Le meilleur critère comptable de prévision des cash-flows futurs est celui qui exprime de façon crédible les résultats des cycles d'exploitation récurrents...
En analyse financière, les cash-flows futurs sont actualisés car leur valeur dépend de la date de leur encaissement ou décaissement. Dans la plupart des cas, ces cash-flows futurs ne sont pas connus et il faut donc les estimer ou les prévoir.
D'aucuns soutiennent que, pour les besoins de l'analyse financière, seuls les cash-flows doivent être pris en compte. Dans de nombreux cas cependant, les résultats donnent une meilleure base pour la prévision des cash-flows futurs que l'historique des cash-flows lui-même. En effet, les résultats écrêtent les cash-flows d'une manière qui reflète la performance d'exploitation de l'entreprise.
Les cash-flows historiques
Prenons l'exemple d'une société qui peut être considérée comme le sujet idéal d'un exercice de prévision : une entreprise mature, stable et prospère. Ce type d'entreprise dégage une trésorerie suffisante pour renouveller ses investissements tout en rémunérant le capital investi.
Par exemple, Mature SA est une entreprise rentable. Elle ne connaît pas une croissance rapide, mais n'est pas non plus en perte de vitesse. Elle peut aisément assurer le service de sa dette et verse un dividende conséquent (60 % de ses bénéfices).
En observant les ressources et les emplois de la trésorerie de Mature SA, nous constatons que l'exploitation génère un cash-flow de 300, qui suffit à payer les charges financières, les impôts, les dividendes, ainsi qu'à faire face au renouvellement des immobilisations.
La stabilité de la société Mature SA présente la configuration idéale pour se livrer à l'exercice toujours hasardeux qui consiste à extrapoler le futur à partir du passé.
Si Mature SA poursuit ses activités de la même manière, on peut anticiper que ses cash-flows futurs seront à peu près identiques d'une année sur l'autre. Le cash-flow disponible, c'est-à-dire le cash-flow d'exploitation auquel on retranche les charges financières, les impôts et les investissements, ressort à 67 (soit 300 - 57 - 36 - 140). On observera que ce chiffre est strictement équivalent au résultat publié de Mature SA.
Cet exemple, certes théorique, permet néanmoins de tirer une conclusion valable grosso modo pour les entreprises stables et prospères : le résultat après dividende et le cash-flow disponible sont de même ordre de grandeur en montant et sont d'une valeur prédictive équivalente.
Maintenant, prenons l'exemple de la société Croissance SA, une entreprise rentable et en expansion rapide. Les immobilisations doublent quasiment d'un exercice sur l'autre et le besoin en fonds de roulement d'exploitation est multiplié par plus de cinq. Comme de nombreuses entreprises en forte croissance, Croissance SA ne verse pas de dividendes car ses besoins en trésorerie sont trop importants. Que se passe-t-il au niveau du cash-flow disponible, dans cette période d'expansion rapide ?
Sous la pression d'un besoin en fonds de roulement fortement croissant, les cash-flows d'exploitation ne couvrent pas les charges financières et les impôts, de telle sorte que le cash-flow disponible est négatif : - 617, (soit 30 - 79 - 28 - 540). La société doit trouver le financement nécessaire à son développement et dans ce cas elle le fait par le recours à l'emprunt. Si la société choisissait de procéder à une augmentation de capital plutôt que d'emprunter, cela ne changerait rien fondamentalement.
_ _ _ _ _ _ _
- [VOTRE TÂCHE] Imprimez sans aucune modification le passage du texte sur la prévision des cash-flows allant de « D'aucuns soutiennent que, pour » à « d'exploitation de l'entreprise. ».

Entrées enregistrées
_ _ _ _ _ _ _
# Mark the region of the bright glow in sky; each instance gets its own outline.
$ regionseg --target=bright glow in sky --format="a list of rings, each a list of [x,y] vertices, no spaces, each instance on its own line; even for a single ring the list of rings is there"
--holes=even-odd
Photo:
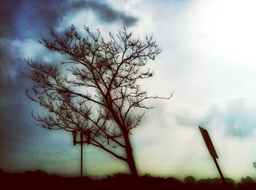
[[[169,100],[148,102],[155,108],[146,111],[142,125],[133,132],[140,173],[181,178],[218,177],[200,124],[211,135],[225,177],[255,176],[255,1],[84,1],[83,7],[72,9],[67,9],[72,1],[49,1],[53,4],[44,8],[39,8],[42,3],[21,1],[7,7],[15,6],[22,16],[3,8],[11,24],[4,23],[0,39],[4,55],[0,60],[0,149],[6,153],[0,168],[78,173],[79,147],[72,146],[71,134],[48,131],[31,122],[34,105],[24,95],[30,82],[23,58],[52,61],[59,58],[37,42],[50,26],[61,31],[70,24],[78,28],[86,25],[116,32],[126,25],[135,36],[153,33],[162,48],[148,64],[154,77],[143,82],[142,87],[161,96],[175,90]],[[38,12],[31,12],[31,7]],[[42,22],[29,19],[33,17]],[[127,170],[125,163],[93,147],[85,146],[84,155],[88,175]]]

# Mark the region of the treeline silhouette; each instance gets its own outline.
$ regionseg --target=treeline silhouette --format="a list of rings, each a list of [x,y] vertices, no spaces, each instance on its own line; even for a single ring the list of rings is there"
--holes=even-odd
[[[192,176],[181,181],[175,178],[153,177],[148,174],[133,177],[117,173],[92,179],[48,175],[42,170],[6,173],[0,170],[1,189],[256,189],[256,183],[248,176],[241,178],[239,183],[230,178],[226,180],[227,186],[222,185],[219,178],[196,181]]]

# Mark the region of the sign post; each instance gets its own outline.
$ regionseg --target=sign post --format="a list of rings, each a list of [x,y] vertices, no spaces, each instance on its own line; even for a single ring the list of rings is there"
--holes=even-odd
[[[200,126],[198,126],[198,127],[199,127],[200,131],[201,132],[202,136],[203,138],[203,140],[205,140],[205,143],[206,144],[208,150],[209,151],[209,153],[214,161],[215,165],[219,171],[219,175],[222,178],[222,181],[223,183],[226,185],[227,184],[226,181],[224,178],[222,170],[220,170],[220,167],[219,167],[218,162],[216,159],[218,159],[219,157],[218,157],[218,155],[215,151],[214,144],[211,142],[209,134],[208,133],[208,131],[206,130],[203,129],[203,127],[201,127]]]

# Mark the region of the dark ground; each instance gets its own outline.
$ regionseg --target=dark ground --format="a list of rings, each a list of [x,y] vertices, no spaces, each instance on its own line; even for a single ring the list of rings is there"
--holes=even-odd
[[[102,179],[71,178],[48,175],[40,170],[4,173],[0,170],[0,189],[255,189],[256,183],[249,177],[240,183],[227,179],[223,186],[218,178],[195,181],[192,176],[184,181],[174,178],[157,178],[146,175],[133,178],[118,173]]]

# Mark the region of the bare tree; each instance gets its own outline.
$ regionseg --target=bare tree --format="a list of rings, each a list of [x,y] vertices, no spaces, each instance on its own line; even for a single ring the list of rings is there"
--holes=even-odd
[[[143,112],[135,111],[151,108],[143,104],[147,99],[171,96],[147,96],[138,84],[153,76],[143,67],[161,49],[152,36],[143,41],[133,39],[125,28],[109,33],[108,41],[99,30],[85,27],[83,36],[73,25],[61,37],[53,29],[50,36],[50,40],[40,42],[65,55],[65,60],[57,66],[26,60],[34,82],[28,97],[47,111],[32,113],[36,123],[50,130],[83,132],[88,143],[126,162],[131,174],[138,175],[129,135]]]

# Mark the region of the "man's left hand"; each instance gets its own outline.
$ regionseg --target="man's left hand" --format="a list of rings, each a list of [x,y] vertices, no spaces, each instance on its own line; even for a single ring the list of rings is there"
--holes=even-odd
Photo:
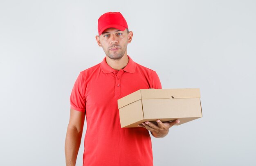
[[[152,135],[156,138],[162,138],[165,137],[168,132],[169,129],[175,124],[180,123],[178,119],[174,120],[171,122],[162,122],[160,120],[157,120],[157,124],[150,121],[146,121],[138,125],[146,128],[150,131]]]

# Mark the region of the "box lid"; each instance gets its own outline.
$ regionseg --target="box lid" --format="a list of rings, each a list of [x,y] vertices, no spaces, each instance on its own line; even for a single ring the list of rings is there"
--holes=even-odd
[[[197,88],[148,89],[137,90],[117,101],[118,109],[141,99],[200,98]]]

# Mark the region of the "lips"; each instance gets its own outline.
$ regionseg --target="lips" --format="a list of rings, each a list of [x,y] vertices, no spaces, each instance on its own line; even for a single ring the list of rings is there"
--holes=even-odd
[[[110,50],[112,50],[112,51],[115,51],[115,50],[117,50],[117,49],[119,49],[120,48],[119,47],[112,47],[111,48],[110,48]]]

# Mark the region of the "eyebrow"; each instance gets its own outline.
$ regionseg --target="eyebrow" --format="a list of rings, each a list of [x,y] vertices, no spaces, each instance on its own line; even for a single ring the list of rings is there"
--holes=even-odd
[[[121,31],[121,30],[116,30],[115,31],[115,32],[118,32],[119,31]],[[103,33],[102,33],[101,34],[102,35],[102,34],[109,34],[109,33],[110,33],[110,32],[103,32]]]

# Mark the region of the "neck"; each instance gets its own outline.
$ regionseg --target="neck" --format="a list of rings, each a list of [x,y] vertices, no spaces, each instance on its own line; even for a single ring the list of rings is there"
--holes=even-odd
[[[112,59],[106,56],[107,63],[110,67],[115,70],[119,70],[124,68],[129,62],[129,58],[127,54],[125,54],[120,59]]]

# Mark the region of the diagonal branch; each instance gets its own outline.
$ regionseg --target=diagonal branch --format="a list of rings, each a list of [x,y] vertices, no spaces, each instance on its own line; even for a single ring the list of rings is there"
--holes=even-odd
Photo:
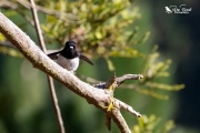
[[[23,33],[1,12],[0,20],[0,32],[21,51],[21,53],[33,64],[34,68],[51,75],[56,80],[63,83],[69,90],[86,99],[90,104],[93,104],[106,112],[114,120],[121,132],[130,133],[130,129],[120,113],[120,109],[134,112],[133,110],[130,110],[129,105],[126,103],[123,104],[121,101],[114,99],[113,109],[108,111],[108,105],[111,102],[110,91],[98,89],[84,83],[74,74],[50,60],[26,33]],[[141,116],[139,113],[136,114],[137,116]]]
[[[36,25],[36,31],[37,31],[37,35],[38,35],[38,39],[39,39],[40,48],[42,49],[42,51],[44,53],[47,53],[47,49],[46,49],[46,44],[44,44],[44,41],[43,41],[42,32],[41,32],[41,29],[40,29],[40,22],[39,22],[39,19],[38,19],[38,13],[37,13],[37,10],[36,10],[34,1],[30,0],[30,2],[31,2],[31,11],[32,11],[33,20],[34,20],[34,25]],[[54,111],[56,111],[56,114],[57,114],[57,120],[58,120],[59,127],[60,127],[60,133],[66,133],[62,116],[61,116],[61,112],[60,112],[60,108],[59,108],[59,104],[58,104],[57,93],[56,93],[56,90],[54,90],[53,80],[48,74],[47,74],[47,78],[48,78],[48,83],[49,83],[49,89],[50,89],[50,92],[51,92],[51,98],[52,98]]]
_ _ _ _ _ _ _
- [SOLUTION PROPOSÉE]
D'aucuns soutiennent que, pour les besoins de l'analyse financière, seuls les cash-flows doivent être pris en compte. Dans de nombreux cas cependant, les résultats donnent une meilleure base pour la prévision des cash-flows futurs que l'historique des cash-flows lui-même. En effet, les résultats écrêtent les cash-flows d'une manière qui reflète la performance d'exploitation de l'entreprise.